▶ Entries from a point annotation set
************

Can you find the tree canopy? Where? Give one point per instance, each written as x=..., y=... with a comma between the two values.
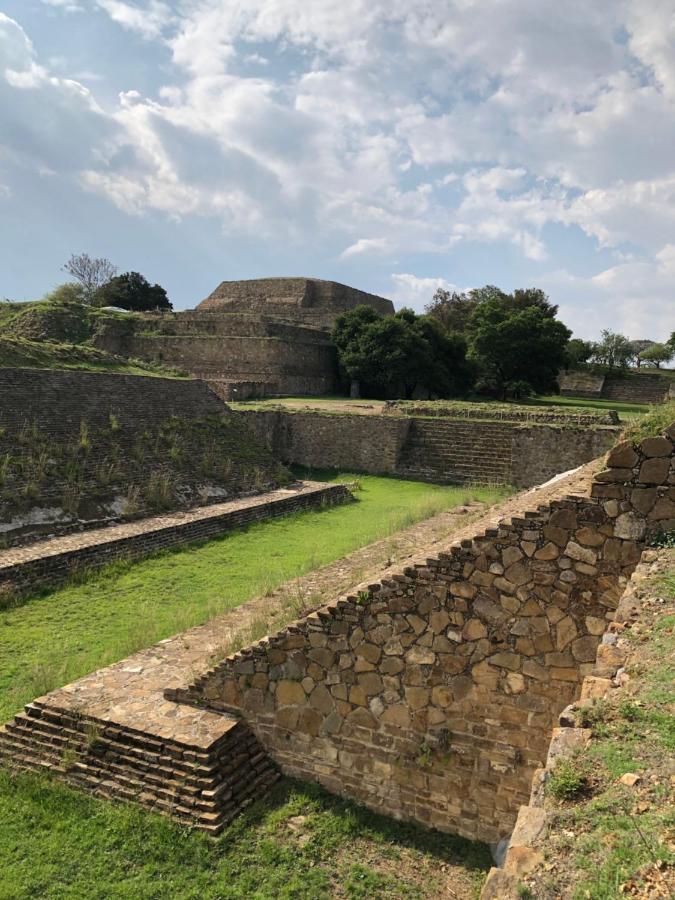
x=518, y=342
x=401, y=353
x=134, y=292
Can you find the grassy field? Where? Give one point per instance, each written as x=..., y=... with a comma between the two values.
x=298, y=843
x=69, y=632
x=626, y=411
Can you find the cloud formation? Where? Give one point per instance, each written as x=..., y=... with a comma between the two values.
x=389, y=129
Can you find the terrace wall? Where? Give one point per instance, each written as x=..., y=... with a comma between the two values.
x=430, y=694
x=432, y=449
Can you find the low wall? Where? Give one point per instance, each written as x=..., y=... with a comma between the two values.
x=438, y=450
x=52, y=562
x=79, y=449
x=430, y=693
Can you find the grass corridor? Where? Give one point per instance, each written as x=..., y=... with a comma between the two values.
x=73, y=630
x=298, y=843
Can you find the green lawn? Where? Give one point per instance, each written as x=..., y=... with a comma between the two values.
x=71, y=631
x=299, y=843
x=625, y=410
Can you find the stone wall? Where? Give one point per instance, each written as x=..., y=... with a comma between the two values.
x=79, y=449
x=437, y=450
x=430, y=693
x=51, y=562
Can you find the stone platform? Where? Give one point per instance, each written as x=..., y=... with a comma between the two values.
x=54, y=560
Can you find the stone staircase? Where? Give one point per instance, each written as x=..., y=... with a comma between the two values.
x=204, y=787
x=457, y=452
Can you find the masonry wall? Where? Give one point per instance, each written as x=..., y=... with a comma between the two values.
x=78, y=448
x=439, y=450
x=430, y=694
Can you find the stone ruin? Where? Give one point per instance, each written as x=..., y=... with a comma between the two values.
x=428, y=694
x=268, y=336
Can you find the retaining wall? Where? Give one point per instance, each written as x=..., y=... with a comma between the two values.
x=432, y=449
x=430, y=694
x=51, y=562
x=79, y=449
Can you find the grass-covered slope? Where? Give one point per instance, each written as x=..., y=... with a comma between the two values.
x=612, y=825
x=299, y=843
x=48, y=334
x=71, y=631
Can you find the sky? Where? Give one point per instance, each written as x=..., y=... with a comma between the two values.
x=393, y=145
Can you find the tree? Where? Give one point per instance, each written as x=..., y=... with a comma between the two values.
x=637, y=347
x=91, y=273
x=517, y=347
x=400, y=353
x=614, y=350
x=451, y=310
x=132, y=291
x=579, y=352
x=657, y=354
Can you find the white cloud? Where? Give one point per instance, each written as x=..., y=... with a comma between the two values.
x=148, y=20
x=366, y=246
x=413, y=291
x=382, y=126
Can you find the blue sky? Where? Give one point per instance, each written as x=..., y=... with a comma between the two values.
x=395, y=145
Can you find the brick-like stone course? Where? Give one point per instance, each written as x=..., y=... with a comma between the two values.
x=438, y=450
x=430, y=694
x=50, y=562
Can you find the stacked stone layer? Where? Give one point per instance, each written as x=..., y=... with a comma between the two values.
x=431, y=693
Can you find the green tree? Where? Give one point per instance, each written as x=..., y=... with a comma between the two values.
x=132, y=291
x=579, y=352
x=614, y=350
x=451, y=310
x=657, y=354
x=90, y=272
x=400, y=353
x=515, y=347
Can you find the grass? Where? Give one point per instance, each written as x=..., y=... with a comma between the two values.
x=71, y=631
x=608, y=838
x=298, y=843
x=574, y=405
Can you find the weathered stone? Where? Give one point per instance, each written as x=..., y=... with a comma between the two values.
x=290, y=693
x=420, y=656
x=505, y=660
x=511, y=555
x=654, y=471
x=656, y=446
x=585, y=648
x=518, y=574
x=622, y=456
x=630, y=527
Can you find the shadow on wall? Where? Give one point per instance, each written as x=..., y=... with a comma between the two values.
x=430, y=695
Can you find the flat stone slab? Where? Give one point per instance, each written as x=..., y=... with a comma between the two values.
x=131, y=693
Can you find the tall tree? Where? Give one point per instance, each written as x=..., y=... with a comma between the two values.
x=90, y=272
x=451, y=310
x=132, y=291
x=517, y=346
x=614, y=350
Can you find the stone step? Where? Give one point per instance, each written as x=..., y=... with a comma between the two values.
x=203, y=787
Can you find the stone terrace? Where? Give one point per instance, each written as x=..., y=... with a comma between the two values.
x=52, y=561
x=116, y=733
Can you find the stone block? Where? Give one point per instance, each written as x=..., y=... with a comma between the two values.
x=622, y=456
x=656, y=446
x=654, y=471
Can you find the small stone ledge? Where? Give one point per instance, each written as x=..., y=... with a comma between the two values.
x=522, y=855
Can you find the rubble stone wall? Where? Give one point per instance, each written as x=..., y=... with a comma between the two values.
x=430, y=694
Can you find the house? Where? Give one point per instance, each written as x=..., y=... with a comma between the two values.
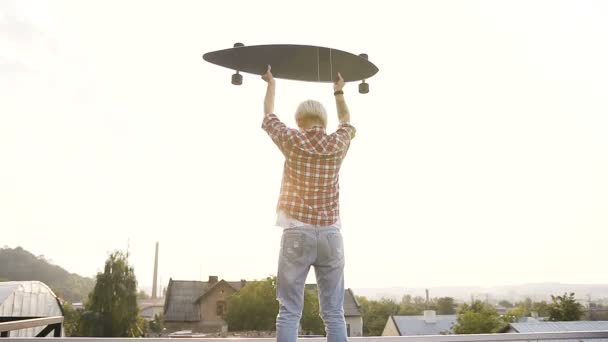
x=352, y=314
x=428, y=324
x=544, y=326
x=150, y=307
x=198, y=305
x=27, y=299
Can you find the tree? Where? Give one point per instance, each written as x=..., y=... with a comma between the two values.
x=254, y=307
x=565, y=308
x=445, y=306
x=478, y=318
x=71, y=320
x=111, y=310
x=142, y=295
x=506, y=304
x=157, y=324
x=17, y=264
x=376, y=313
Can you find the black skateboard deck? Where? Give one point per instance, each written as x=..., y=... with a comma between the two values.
x=295, y=62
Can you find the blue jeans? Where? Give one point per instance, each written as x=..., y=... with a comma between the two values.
x=301, y=248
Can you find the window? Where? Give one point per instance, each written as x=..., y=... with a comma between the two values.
x=220, y=308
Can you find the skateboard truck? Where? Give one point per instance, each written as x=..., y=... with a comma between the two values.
x=363, y=87
x=237, y=79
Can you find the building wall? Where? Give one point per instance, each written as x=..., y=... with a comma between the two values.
x=390, y=329
x=355, y=325
x=209, y=316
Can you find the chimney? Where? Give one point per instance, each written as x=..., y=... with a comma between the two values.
x=430, y=316
x=154, y=283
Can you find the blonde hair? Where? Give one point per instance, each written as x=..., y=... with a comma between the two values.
x=311, y=112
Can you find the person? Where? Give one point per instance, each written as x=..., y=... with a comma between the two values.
x=308, y=211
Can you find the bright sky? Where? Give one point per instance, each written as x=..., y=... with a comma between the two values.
x=481, y=156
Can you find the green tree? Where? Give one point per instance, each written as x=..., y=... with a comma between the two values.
x=142, y=295
x=111, y=310
x=71, y=320
x=376, y=313
x=445, y=306
x=565, y=308
x=506, y=304
x=157, y=324
x=17, y=264
x=478, y=318
x=311, y=320
x=254, y=307
x=541, y=308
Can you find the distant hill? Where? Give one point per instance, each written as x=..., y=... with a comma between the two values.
x=536, y=291
x=18, y=264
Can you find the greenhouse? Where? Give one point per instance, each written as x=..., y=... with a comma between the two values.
x=27, y=299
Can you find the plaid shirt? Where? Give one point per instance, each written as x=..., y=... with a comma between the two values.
x=310, y=189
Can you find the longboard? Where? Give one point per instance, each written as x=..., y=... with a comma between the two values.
x=294, y=62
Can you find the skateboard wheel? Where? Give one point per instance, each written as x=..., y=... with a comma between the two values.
x=237, y=79
x=363, y=88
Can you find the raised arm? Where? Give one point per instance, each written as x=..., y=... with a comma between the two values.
x=269, y=98
x=342, y=108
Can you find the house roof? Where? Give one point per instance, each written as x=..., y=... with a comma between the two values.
x=182, y=295
x=212, y=287
x=531, y=327
x=28, y=298
x=416, y=325
x=351, y=306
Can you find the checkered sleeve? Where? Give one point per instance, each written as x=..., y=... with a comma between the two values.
x=278, y=131
x=345, y=133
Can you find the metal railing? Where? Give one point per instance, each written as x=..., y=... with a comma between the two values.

************

▶ Work to do
Reproduce the lines of the records word for word, starting at the line that contains "Can you find the person?" and stopping after the line that contains "x=342, y=108".

▶ Correct response
Can you find the person? Where? Give one point per instance, each written as x=..., y=... with a comma between the two values.
x=308, y=211
Can you find the bright sky? Where? Give one point per instance, each written as x=..., y=... with a comma between the two values.
x=481, y=156
Can you find the green tree? Where? Give one point per instance, each written as x=..., y=... with a comma between the two values.
x=142, y=295
x=111, y=310
x=71, y=320
x=376, y=313
x=445, y=306
x=565, y=308
x=506, y=304
x=157, y=324
x=17, y=264
x=478, y=318
x=311, y=320
x=254, y=307
x=541, y=308
Can you find the distant hill? Where? Give one point per instance, each written as x=..., y=... with a comma between the two values.
x=536, y=291
x=18, y=264
Can you find the greenhouse? Where? Give one point per instance, each written as x=..., y=... with a comma between the two values.
x=27, y=299
Can you find the plaid shirt? Where? Give one point per instance, each written as x=..., y=... with a comma between the two values.
x=310, y=189
Can you find the longboard? Where? Give one point per instance, each written as x=..., y=... with a comma between the two values.
x=294, y=62
Can you find the skateboard wheel? Where? Give one point per instance, each written as x=..., y=... with a comma between the two values.
x=237, y=79
x=363, y=88
Can you find the raised arm? Where? Give one point per instance, each written as x=..., y=... with a comma between the two values.
x=269, y=98
x=342, y=108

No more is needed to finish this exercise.